SELECTED PASSAGE:
From: Michael Champion (MS OPEN TECH) <Michael.Champion@microsoft.com>
Date: Fri, 21 Nov 2014 16:59:23 +0000
To: Jeff Jaffe <jeff@w3.org>, Sam Ruby <rubys@intertwingly.net>, "Revising W3C Process Community Group" <public-w3process@w3.org>
Message-ID: <1416589162568.29940@microsoft.com>
> > http://intertwingly.net/blog/2014/11/20/WHATWG-W3C-Collaboration

> Thanks for asking.  I'm just one person in this CG, but my first reading
> agrees that it is not clear that any process change would be required.

That's also my initial read.  I think this is consistent with the letter and spirit of the revised process document:  what's important when finalizing a Recommendation is the extent of consensus, RF patent commitments, and interoperable implementation experience at the end of the process, not the mechanisms of how the spec got written and reviewed.

I like the idea of using the URL spec as a test case, but I wonder if we shouldn't use this opportunity to go further and try out some of Robin Berjon's ideas (if I recall various TPAC conversations correctly):

- having a common GitHub repository for WHATWG and W3C versions of a spec and shipping W3C Recommendations off a "stabilizing" branch

- Hosting that repo and the discussion forums for a spec in a neutral venue such as WebPlatform.org to encourage broader participation.

- Experimenting with modern forum tools such as Discourse to seek to avoid fragmenting the discussion across  emails, IRC chats, GitHub comments, Bugzilla, etc.

DATA RECORDS:
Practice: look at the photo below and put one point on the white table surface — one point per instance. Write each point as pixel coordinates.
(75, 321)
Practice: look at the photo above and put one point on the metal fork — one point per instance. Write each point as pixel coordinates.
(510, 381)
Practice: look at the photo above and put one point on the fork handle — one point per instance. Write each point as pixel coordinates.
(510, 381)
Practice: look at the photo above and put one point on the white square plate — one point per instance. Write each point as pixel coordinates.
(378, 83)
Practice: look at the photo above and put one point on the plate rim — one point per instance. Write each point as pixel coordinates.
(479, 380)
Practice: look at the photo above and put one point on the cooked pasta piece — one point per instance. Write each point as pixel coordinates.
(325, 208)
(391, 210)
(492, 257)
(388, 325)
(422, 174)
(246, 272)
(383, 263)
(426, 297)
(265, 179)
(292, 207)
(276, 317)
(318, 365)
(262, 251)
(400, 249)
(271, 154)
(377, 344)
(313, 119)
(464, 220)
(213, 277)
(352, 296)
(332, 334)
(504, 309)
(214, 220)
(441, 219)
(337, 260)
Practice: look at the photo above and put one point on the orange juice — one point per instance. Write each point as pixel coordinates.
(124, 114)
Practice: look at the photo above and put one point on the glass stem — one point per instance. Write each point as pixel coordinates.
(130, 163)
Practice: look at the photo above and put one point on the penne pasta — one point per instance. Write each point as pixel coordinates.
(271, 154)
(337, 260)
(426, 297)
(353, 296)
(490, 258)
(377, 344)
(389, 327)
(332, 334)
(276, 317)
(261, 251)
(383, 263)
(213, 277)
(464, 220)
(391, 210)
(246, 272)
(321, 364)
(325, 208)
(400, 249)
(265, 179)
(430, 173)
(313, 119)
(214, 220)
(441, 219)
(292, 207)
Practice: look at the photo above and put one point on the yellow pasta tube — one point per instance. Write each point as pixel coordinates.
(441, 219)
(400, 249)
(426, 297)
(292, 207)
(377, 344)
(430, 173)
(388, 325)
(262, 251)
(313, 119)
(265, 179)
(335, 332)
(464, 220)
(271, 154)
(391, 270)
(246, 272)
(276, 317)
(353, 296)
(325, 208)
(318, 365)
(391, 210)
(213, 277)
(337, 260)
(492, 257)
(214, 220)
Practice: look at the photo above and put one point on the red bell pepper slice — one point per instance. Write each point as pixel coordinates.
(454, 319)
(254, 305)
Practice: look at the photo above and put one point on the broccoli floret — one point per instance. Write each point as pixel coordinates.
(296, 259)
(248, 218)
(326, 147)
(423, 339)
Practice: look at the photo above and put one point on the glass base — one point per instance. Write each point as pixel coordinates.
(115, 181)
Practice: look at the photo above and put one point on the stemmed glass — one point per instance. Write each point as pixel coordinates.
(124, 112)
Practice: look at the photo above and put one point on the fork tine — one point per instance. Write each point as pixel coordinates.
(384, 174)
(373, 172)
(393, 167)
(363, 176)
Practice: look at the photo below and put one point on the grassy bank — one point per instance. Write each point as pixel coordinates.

EXERCISES:
A: In the email about WHATWG and W3C collaboration, which spec does the writer propose using as a test case?
B: According to the email about WHATWG and W3C collaboration, what matters when a Recommendation is being finalized? List each of the things it names.
C: Pick up the email about WHATWG and W3C collaboration after its final sentence and keep writing in the same voice.

SOLVED TASKS:
A: The URL spec.

B:
- The extent of consensus
- RF patent commitments
- Interoperable implementation experience at the end of the process

C:
Another thought I'd like to discuss that may or may not be consistent with your thinking, Sam: Could we find a consensus across implementer/developer/user stakeholders  about a sensible division of labor between WHATWG and W3C?  WHATWG folks have undeniable expertise in documenting algorithms by which real-world markup  and URLs can be parsed in an interoperable way. But these documents are not necessarily useful guides to website developers crafting URLs or web pages.  There is room for both a  "how to make a proper URL" spec and a "how to parse a real-world URL" spec.   Maybe the IETF has already done the former and there is no work for W3C to do in that space, but if not it seems like a good job for the W3C WebApps or HTML WG to take on.  Clearly the effort Anne started and you have joined on documenting how to parse URLs needs more work. Many I've talked to would be happy to see it published by WHATWG, if they produced stable (non-snarky) snapshots with credible patent commitments and documented interoperability.  

The more fundamental question is whether the WHATWG folks are interested in *either* doing some extra work to create real reference-able standards under their own brand, or whether they would work under a scheme such as Sam is proposing to collaborate on stabilizing/testing/getting IPR commitments under the W3C umbrella.  One way or the other the larger communities of Web stakeholders need useful and powerful but also stable and interoperable specs they can use with some confidence that no one will come after them for royalties.  A revitalized W3C-WHATWG collaboration could produce all that, or the rest of the world will find some other way to make it happen.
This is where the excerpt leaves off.